• [Passage à lire]:
>>
Aujourd’hui installé à Paris, écrivant dans sa langue d’adoption, le Syrien Omar Youssef Souleimane, né à Al-Qutayfat, près de Damas, en 1987, est poète, journaliste, militant contre le régime de Bachar al-Assad. Avant d’en arriver là, de devenir un esprit libre (athée, dit-il à la fin de son livre, et apostat aux yeux de l’islam), il a vécu nombre de mésaventures dont quatre années en Arabie saoudite où, soumis à un bourrage de crâne intensif, relayé par sa très pieuse famille, il aurait pu être enrôlé par les terroristes, devenir un jeune djihadiste, voire un "martyr". Heureusement, la poésie française, sa forte et précoce attirance pour les filles, son courage et sa réflexion l’ont immunisé.
Le récit de son odyssée commence par sa fuite de Syrie, en 2012, recherché par les services secrets, vers la Jordanie. Réfugié, arrêté par erreur, il sera exfiltré par l’ambassade de France vers Paris. Là, il s’accoutume, apprend le français et vit avec une acuité particulière les attentats contre Charlie Hebdo. Il aurait pu faire partie des assassins… Le reste du livre, quatre ans en enfer, est en flash-back.
<<
• [Entrées fournies]:
>>
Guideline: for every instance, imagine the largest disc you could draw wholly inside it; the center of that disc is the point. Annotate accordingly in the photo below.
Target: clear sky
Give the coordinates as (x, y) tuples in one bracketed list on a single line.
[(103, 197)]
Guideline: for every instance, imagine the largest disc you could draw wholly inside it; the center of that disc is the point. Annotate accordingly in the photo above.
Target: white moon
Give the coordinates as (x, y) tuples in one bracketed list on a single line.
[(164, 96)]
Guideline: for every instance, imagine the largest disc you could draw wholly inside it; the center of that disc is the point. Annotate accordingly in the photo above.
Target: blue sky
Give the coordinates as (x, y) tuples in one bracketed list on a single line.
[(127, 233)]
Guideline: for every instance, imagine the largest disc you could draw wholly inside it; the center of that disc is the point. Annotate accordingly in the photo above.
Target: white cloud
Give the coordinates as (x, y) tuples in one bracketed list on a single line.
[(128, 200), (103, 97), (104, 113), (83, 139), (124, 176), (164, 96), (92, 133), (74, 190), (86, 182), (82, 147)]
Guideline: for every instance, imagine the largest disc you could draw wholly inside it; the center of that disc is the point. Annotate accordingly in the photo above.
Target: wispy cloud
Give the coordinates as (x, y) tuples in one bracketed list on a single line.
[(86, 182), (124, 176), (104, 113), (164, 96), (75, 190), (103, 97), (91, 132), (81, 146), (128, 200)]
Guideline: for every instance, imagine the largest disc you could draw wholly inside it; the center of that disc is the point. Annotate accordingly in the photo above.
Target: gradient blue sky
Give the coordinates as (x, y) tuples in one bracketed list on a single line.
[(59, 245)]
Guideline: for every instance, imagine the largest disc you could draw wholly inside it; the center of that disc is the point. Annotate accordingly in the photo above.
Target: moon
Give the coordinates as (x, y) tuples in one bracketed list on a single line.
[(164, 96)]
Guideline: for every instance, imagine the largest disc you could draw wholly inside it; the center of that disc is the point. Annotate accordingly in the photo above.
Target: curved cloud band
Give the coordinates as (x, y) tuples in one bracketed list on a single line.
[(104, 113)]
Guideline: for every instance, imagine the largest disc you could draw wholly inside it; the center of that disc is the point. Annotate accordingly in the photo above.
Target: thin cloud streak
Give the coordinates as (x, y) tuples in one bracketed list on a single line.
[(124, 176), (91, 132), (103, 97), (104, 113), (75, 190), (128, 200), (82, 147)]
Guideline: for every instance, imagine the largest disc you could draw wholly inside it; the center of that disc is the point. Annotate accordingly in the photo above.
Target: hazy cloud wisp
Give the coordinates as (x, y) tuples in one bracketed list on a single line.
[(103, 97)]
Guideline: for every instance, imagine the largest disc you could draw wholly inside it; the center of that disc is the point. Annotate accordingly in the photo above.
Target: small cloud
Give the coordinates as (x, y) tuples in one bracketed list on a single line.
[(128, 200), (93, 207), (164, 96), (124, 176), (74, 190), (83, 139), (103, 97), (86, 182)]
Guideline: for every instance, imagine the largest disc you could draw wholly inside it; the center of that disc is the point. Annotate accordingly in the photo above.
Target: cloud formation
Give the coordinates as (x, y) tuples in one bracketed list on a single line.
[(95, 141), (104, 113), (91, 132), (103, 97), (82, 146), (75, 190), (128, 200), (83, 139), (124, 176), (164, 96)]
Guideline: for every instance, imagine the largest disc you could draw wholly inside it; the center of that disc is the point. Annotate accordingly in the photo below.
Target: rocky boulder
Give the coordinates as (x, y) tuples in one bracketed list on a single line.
<<
Recopiez mot pour mot la partie du passage sur Omar Youssef Souleimane qui s'ouvre sur les mots contenant « Le récit de » et se clôt sur « est en flash-back. ».

• [Solution ci-dessous]:
Le récit de son odyssée commence par sa fuite de Syrie, en 2012, recherché par les services secrets, vers la Jordanie. Réfugié, arrêté par erreur, il sera exfiltré par l’ambassade de France vers Paris. Là, il s’accoutume, apprend le français et vit avec une acuité particulière les attentats contre Charlie Hebdo. Il aurait pu faire partie des assassins… Le reste du livre, quatre ans en enfer, est en flash-back.